Stored items from a collection
*** Begin section ***

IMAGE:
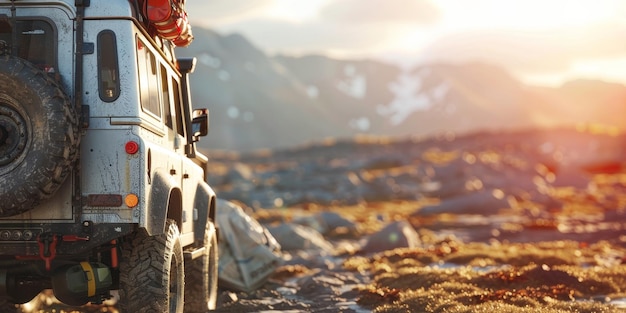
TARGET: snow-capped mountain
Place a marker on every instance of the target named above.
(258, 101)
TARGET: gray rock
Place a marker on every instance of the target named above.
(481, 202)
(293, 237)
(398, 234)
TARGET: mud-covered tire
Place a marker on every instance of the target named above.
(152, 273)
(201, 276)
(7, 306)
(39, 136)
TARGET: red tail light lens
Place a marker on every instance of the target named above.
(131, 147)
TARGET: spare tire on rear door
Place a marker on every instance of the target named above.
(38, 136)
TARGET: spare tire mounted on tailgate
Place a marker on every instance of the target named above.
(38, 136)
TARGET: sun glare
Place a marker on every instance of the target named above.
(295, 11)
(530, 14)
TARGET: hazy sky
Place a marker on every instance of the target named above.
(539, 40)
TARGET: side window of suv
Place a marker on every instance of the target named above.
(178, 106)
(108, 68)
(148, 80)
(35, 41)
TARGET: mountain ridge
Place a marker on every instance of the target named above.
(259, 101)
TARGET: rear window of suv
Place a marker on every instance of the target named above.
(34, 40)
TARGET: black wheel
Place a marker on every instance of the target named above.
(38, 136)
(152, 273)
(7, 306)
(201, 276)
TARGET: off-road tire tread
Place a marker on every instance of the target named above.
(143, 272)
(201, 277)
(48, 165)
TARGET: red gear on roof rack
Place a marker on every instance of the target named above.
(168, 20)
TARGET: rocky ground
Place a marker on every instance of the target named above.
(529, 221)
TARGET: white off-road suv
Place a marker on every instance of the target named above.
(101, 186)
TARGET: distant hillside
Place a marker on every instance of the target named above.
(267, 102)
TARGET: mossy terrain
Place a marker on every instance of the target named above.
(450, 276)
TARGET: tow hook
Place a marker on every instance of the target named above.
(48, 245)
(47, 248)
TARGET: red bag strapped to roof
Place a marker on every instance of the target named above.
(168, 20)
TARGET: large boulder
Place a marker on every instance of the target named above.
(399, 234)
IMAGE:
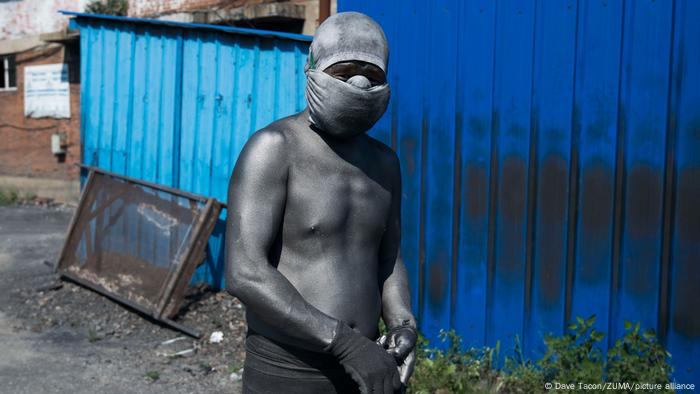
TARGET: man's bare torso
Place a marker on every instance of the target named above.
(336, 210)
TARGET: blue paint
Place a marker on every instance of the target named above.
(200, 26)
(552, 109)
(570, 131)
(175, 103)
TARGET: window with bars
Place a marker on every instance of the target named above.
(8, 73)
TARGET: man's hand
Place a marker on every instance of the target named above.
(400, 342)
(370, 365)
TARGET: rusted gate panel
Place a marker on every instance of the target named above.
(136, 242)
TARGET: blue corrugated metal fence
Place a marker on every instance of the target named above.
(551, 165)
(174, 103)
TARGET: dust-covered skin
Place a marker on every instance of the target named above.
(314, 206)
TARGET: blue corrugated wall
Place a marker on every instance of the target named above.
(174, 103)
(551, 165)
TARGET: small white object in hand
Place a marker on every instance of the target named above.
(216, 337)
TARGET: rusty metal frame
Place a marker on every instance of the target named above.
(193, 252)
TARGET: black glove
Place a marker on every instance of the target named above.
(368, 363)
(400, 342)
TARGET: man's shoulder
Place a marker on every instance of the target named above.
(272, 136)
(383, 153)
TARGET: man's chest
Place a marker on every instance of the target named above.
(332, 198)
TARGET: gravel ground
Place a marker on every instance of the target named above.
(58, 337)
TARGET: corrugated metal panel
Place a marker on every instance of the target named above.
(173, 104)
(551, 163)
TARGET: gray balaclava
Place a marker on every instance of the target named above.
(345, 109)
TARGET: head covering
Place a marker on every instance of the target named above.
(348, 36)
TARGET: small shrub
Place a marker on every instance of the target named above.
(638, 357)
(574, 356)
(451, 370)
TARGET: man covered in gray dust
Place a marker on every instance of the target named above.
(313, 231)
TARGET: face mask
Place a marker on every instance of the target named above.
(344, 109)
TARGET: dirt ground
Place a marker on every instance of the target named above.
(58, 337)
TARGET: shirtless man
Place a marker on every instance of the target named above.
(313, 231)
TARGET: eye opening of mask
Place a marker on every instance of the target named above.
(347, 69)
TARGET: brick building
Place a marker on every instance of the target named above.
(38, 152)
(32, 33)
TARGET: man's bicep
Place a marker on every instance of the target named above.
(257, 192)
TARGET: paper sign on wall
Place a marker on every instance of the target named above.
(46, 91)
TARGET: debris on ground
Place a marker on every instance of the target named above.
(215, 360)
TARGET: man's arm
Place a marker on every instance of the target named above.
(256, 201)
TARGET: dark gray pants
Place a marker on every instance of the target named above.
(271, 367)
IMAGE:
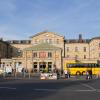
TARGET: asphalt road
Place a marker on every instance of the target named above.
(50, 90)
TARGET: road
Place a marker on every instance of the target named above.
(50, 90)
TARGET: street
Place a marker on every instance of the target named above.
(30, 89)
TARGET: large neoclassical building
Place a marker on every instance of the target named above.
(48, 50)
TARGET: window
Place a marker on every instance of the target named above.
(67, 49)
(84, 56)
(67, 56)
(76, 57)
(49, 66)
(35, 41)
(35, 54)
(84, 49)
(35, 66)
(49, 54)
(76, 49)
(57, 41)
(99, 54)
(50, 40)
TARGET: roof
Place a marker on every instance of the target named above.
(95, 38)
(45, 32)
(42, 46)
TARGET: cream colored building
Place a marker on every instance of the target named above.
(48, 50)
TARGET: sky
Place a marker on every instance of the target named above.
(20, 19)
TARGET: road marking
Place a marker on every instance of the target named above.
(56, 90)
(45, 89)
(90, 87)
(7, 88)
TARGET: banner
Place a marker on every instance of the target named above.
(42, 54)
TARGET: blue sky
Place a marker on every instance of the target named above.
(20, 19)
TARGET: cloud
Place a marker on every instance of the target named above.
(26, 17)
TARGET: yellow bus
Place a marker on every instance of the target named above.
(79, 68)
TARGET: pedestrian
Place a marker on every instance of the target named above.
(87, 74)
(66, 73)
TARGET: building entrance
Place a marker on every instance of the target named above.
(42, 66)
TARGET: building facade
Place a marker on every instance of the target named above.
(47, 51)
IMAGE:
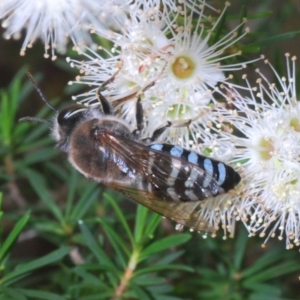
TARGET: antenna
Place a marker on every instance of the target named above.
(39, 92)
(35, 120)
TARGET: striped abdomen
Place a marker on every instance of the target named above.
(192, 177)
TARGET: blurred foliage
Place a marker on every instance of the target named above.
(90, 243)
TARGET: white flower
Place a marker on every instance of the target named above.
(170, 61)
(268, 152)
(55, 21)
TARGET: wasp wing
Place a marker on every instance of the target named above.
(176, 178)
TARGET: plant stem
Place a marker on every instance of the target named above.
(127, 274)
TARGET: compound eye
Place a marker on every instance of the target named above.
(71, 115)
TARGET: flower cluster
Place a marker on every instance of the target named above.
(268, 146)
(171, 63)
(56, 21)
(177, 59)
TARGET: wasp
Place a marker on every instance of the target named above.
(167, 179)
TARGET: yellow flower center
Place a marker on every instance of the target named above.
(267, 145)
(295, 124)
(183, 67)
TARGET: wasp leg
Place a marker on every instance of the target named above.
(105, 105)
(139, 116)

*** End section ***
*** Begin section ***

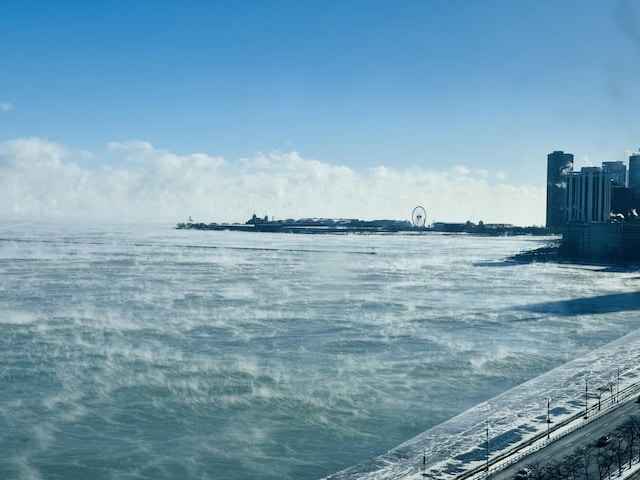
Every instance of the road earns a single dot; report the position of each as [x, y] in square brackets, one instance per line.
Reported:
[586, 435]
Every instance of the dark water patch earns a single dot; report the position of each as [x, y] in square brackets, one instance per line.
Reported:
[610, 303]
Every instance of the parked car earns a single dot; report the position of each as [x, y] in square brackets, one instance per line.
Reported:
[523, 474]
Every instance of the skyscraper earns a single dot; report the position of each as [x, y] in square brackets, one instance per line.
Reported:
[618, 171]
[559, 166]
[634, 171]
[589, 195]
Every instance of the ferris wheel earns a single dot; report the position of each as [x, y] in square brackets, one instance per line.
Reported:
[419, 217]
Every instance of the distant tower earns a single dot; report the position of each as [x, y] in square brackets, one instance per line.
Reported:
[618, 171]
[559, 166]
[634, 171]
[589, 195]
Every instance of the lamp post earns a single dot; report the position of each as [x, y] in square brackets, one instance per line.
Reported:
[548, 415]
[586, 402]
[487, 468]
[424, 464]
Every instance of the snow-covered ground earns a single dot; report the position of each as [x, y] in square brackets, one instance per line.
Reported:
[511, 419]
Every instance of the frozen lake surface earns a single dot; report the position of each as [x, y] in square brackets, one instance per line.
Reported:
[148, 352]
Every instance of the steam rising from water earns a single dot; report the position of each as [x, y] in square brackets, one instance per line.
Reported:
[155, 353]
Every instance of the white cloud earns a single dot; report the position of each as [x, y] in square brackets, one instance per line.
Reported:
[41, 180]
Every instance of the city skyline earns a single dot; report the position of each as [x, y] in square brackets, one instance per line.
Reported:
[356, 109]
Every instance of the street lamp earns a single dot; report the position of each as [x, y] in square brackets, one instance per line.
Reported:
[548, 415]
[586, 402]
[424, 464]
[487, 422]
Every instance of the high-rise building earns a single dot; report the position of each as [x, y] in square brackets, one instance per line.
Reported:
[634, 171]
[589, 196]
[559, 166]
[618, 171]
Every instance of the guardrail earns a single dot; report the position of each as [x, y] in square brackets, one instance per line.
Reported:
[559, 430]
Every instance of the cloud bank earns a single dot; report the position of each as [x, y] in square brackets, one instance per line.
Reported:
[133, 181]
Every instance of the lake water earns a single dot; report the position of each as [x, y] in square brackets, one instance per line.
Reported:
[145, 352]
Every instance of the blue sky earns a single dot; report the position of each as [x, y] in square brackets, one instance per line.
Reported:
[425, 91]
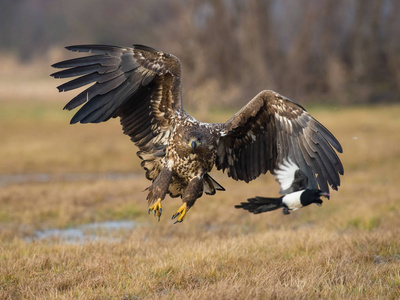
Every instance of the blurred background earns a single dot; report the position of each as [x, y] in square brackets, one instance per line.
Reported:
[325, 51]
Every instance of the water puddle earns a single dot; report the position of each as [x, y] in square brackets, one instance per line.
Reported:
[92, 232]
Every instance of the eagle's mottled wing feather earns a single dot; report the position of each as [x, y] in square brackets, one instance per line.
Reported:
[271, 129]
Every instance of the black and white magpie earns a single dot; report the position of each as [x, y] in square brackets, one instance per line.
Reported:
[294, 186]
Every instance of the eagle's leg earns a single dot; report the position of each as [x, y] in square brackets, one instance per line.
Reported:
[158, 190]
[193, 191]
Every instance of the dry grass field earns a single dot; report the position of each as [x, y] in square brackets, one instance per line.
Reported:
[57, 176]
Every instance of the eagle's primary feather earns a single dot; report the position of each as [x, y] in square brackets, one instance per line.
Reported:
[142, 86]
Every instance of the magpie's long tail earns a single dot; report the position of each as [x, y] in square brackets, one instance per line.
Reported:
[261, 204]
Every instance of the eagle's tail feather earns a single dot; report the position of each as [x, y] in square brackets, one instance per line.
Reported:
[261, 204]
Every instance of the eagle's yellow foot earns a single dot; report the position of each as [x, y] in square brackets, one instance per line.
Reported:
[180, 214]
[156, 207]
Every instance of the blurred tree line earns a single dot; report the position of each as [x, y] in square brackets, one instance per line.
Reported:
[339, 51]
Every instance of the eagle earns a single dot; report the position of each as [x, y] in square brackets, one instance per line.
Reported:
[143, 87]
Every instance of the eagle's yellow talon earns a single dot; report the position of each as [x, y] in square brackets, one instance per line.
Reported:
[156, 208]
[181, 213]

*** End section ***

*Work instructions*: Every line in the data that holds the string "rear" should be returned.

*Output for this task*:
TARGET: spare tire on rear door
TARGET: rear window of suv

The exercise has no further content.